Data entries
--- START ---
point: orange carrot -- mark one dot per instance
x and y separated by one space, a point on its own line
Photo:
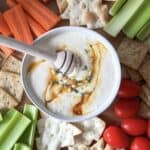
4 29
11 3
45 1
7 51
36 28
44 16
18 24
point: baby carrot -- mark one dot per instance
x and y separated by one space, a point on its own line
11 3
4 29
44 16
18 24
36 28
7 51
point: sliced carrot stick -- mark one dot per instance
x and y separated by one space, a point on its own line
45 1
11 3
18 24
4 29
7 51
44 16
36 28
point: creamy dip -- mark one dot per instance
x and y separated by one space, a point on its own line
78 94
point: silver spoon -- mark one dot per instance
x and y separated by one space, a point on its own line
64 61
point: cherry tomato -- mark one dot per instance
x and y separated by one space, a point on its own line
134 126
129 88
125 108
140 143
148 129
116 137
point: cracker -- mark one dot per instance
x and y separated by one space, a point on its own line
144 110
57 134
41 125
132 53
124 72
12 64
78 147
62 5
12 84
145 94
6 100
98 145
92 130
86 12
145 72
134 75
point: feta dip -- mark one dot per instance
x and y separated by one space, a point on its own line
78 94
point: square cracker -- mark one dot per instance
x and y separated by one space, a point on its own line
145 95
98 145
12 64
6 100
145 72
12 84
132 53
134 75
92 130
78 147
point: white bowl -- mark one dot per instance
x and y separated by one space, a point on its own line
110 92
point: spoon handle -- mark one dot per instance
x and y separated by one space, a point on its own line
28 49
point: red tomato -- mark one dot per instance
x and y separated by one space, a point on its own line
116 137
129 88
134 126
125 108
148 129
140 143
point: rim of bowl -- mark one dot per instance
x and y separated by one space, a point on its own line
73 118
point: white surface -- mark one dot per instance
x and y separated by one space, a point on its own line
77 38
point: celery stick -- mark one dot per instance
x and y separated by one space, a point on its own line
138 20
1 117
14 131
116 7
124 15
20 146
144 32
8 120
32 113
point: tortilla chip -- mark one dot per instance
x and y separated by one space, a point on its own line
124 72
6 100
91 130
12 84
12 64
144 110
145 72
98 146
132 53
145 95
134 75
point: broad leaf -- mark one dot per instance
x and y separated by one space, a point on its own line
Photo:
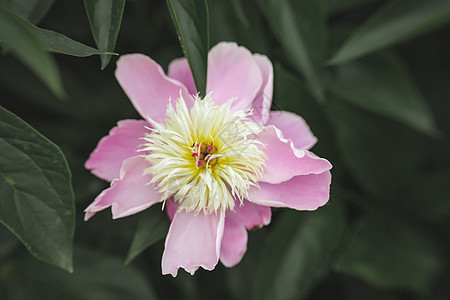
191 20
105 17
152 227
395 22
36 198
59 43
382 84
338 6
8 242
32 10
25 43
298 252
432 187
380 155
389 253
300 27
97 276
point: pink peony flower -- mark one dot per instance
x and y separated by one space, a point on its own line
218 163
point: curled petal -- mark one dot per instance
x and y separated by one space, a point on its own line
293 127
263 101
148 88
234 241
284 161
128 195
252 215
179 70
121 143
305 192
233 73
193 241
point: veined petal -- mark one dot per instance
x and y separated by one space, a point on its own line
179 70
148 88
233 73
305 192
263 101
234 241
284 161
128 195
293 127
121 143
193 241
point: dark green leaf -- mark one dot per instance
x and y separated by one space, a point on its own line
382 84
8 242
32 10
191 19
248 29
152 227
36 198
18 35
390 253
395 22
298 252
59 43
105 17
300 27
97 276
428 196
338 6
380 155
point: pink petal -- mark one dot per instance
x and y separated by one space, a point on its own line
293 127
252 215
263 101
284 161
179 70
233 73
234 241
193 241
128 195
305 192
121 143
148 88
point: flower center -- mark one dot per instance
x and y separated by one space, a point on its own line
205 158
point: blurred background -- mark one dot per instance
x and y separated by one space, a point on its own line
378 101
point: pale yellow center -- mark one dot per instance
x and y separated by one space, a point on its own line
207 157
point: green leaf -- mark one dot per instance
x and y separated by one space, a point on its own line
191 20
36 198
395 22
153 226
298 252
59 43
97 276
8 242
105 17
24 43
300 27
382 84
390 253
32 10
381 156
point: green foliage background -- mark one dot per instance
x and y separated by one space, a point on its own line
371 78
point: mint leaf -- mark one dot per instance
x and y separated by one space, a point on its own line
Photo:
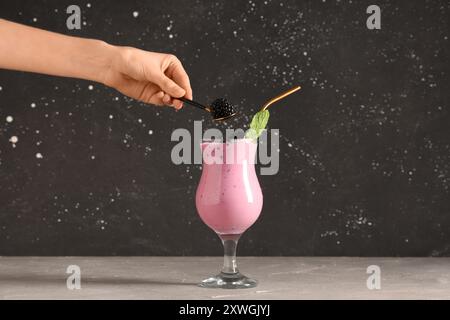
--- END ---
Repeat, word for word, each of the records, omitting any image they hold.

point: orange carrot -- mark one dot per instance
x and y separated by one space, a point on its own line
Photo:
4 29
11 3
45 1
7 51
36 28
44 16
18 24
point: baby carrot -- mark one dot per instance
x and y separated by one space, a point on its own line
11 3
4 29
44 16
18 24
36 28
7 51
point: sliced carrot stick -- mark one dot per instance
x and y separated by one space, a point on its own line
45 1
11 3
18 24
4 29
7 51
44 16
36 28
point: creamy dip -- mark one dot per instance
x and y separated by one space, a point on its own line
78 94
point: silver spoon -- mark one dot per instance
x and y separated by one space, a point on its own line
64 61
point: cherry tomato -- mark one dot per instance
x and y separated by one space, a point on its own line
134 126
129 88
125 108
140 143
148 129
116 137
point: cracker -- mark one dot per instance
x and y separated by one space, a point on its own line
144 110
57 134
41 125
132 53
124 72
12 64
78 147
62 5
12 84
145 94
6 100
98 145
92 130
86 12
145 72
134 75
point: feta dip -- mark one dot per instance
x and y separated by one space, a point on its own line
78 94
point: square cracker -- mark one dot per instance
x and y separated by one space, a point on its own line
145 95
98 145
12 64
6 100
145 72
12 84
132 53
134 75
92 130
78 147
point: white bowl -- mark one dot per instance
x and y separated by one space, a point on its own line
110 92
point: spoon handle -- mark one dot per instance
x and y separated by one space, a point on its own line
28 49
point: red tomato -- mark one dot per instance
x and y separated by one space, a point on its own line
116 137
129 88
134 126
125 108
148 129
140 143
point: rim of bowl -- mark one dot per instance
x and y separated by one space, a point on its own line
73 118
point: white surface -- mark one dot per instance
x and y separated by one space, a point on its own line
77 38
point: celery stick -- mark one dot per instance
x and y separated by one space, a point on its own line
138 20
1 117
14 131
116 7
124 15
20 146
144 32
8 120
32 113
point: tortilla chip -- mark one dot per instance
x and y separated by one space, a point on its own line
124 72
6 100
91 130
12 84
12 64
144 110
145 72
98 146
132 53
145 95
134 75
point: broad leaf -- mark one dot per instance
x and y separated by one space, a point on its own line
Photo:
191 20
105 17
152 227
395 22
36 198
59 43
382 84
338 6
8 242
32 10
25 43
298 252
432 187
380 155
389 253
300 27
97 276
point: pink peony flower -- mark one dot per instance
x and y separated by one space, a point on its own line
218 163
point: curled petal -- mark one dot per instance
x and y separated by one space, a point on its own line
293 127
263 101
148 88
234 241
284 161
128 195
252 215
179 70
121 143
305 192
233 73
193 241
point: veined petal -- mark one dot per instance
x and y separated by one space, a point on its own line
179 70
148 88
233 73
305 192
263 101
234 241
284 161
128 195
293 127
121 143
193 241
point: dark green leaf -- mark one dot per instance
x and y separated by one space, a point on its own line
382 84
8 242
32 10
191 19
248 29
152 227
36 198
18 35
390 253
395 22
298 252
59 43
105 17
300 27
97 276
428 196
338 6
380 155
point: pink petal -- mark one dot per instance
x and y separated by one space, a point on its own line
293 127
252 215
263 101
284 161
179 70
233 73
234 241
193 241
128 195
305 192
121 143
148 88
point: flower center -- mark one dot per instance
x and y separated by one space, a point on its own line
205 158
point: blurred background -- mark one dot per instance
x and y separated by one space, a point on its own line
378 101
point: pale yellow center -- mark one dot per instance
x and y separated by one space, a point on its own line
207 157
point: green leaf -- mark one dot per instance
x and y separated by one space, a point on its own line
191 20
36 198
395 22
153 226
298 252
59 43
97 276
8 242
105 17
24 43
300 27
382 84
390 253
32 10
381 156
point: green foliage background -- mark one dot per instance
x and y separated by one space, a point on its own line
371 78
point: mint leaf -- mark one dot per instance
x and y separated by one space, a point on its own line
Photo:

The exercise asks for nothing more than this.